▶ _CONSIGNE_: Recopiez intégralement les lignes, de celle qui contient "Phrase: hand holding smartphone" jusqu'à la dernière ligne fournie incluse, en décalant de 46 chaque valeur des coordonnées données en réponse.

━━━━━━━━━━

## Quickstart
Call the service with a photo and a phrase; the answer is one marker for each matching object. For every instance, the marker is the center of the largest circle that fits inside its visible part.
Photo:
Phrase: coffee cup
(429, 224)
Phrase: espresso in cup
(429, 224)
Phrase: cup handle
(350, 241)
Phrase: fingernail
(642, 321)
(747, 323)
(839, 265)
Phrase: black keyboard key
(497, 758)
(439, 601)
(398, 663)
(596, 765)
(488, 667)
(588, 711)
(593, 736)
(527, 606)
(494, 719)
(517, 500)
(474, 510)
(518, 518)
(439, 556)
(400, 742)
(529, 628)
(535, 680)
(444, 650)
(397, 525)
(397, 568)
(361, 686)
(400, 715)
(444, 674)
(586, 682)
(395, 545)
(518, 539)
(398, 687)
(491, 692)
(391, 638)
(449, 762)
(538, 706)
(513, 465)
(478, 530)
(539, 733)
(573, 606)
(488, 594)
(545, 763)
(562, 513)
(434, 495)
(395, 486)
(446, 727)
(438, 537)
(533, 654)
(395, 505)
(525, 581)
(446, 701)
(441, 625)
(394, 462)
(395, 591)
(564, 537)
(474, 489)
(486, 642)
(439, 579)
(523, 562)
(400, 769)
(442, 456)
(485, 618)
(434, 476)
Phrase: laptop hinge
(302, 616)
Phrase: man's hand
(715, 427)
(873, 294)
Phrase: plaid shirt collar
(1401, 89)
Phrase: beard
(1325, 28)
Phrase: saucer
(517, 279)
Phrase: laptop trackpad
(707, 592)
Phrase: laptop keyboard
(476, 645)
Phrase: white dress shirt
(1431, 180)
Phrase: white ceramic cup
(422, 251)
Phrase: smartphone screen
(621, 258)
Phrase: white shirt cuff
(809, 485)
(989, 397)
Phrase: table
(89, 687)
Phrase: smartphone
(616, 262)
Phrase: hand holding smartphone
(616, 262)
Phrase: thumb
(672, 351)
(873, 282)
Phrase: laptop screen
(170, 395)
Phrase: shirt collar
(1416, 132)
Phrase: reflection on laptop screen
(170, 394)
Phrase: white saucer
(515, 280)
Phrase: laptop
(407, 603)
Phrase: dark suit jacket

━━━━━━━━━━

▶ _RÉSULTAT ATTENDU_:
Phrase: hand holding smartphone
(662, 308)
Phrase: thumb
(718, 397)
(919, 328)
Phrase: laptop screen
(216, 441)
Phrase: shirt collar
(1462, 178)
Phrase: reflection on laptop screen
(216, 440)
Phrase: white saucer
(561, 326)
Phrase: laptop
(453, 649)
Phrase: dark suit jacket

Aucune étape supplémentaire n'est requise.